• **Exercise**: Using the entries below, quote exactly the span of lines that begins with the line containing "the beige concrete" and ends with the final line.

• **Stored data**:
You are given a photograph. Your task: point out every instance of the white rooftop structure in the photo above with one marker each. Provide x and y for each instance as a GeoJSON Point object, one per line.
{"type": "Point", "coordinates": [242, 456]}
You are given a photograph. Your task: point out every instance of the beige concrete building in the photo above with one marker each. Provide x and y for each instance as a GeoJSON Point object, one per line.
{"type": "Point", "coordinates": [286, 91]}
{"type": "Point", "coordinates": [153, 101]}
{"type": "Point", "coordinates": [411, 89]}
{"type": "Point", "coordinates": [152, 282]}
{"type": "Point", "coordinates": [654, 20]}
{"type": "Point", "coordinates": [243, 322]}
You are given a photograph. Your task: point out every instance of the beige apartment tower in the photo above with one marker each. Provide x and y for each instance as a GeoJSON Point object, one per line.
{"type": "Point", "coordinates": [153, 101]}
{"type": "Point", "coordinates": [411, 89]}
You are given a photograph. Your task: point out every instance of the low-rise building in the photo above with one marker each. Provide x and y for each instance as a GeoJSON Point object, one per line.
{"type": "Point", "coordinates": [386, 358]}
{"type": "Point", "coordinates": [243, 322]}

• **Written response**:
You are given a photograph. Your task: point out every instance of the beige concrete building in the photo above with one marker each. Provide x and y for each instance as a GeoJSON Point object, one per line.
{"type": "Point", "coordinates": [286, 91]}
{"type": "Point", "coordinates": [153, 101]}
{"type": "Point", "coordinates": [411, 89]}
{"type": "Point", "coordinates": [152, 282]}
{"type": "Point", "coordinates": [654, 20]}
{"type": "Point", "coordinates": [243, 322]}
You are given a photograph. Your task: point out every instance of the beige apartment tower in the photo above with one marker each. Provide x and y for each instance as a GeoJSON Point object, one per line.
{"type": "Point", "coordinates": [153, 101]}
{"type": "Point", "coordinates": [411, 89]}
You are given a photograph. Your task: point out every instance of the low-rise building in the photo above with one marker each. Provide x and y for each instance as a GeoJSON Point object, one per line.
{"type": "Point", "coordinates": [386, 358]}
{"type": "Point", "coordinates": [243, 322]}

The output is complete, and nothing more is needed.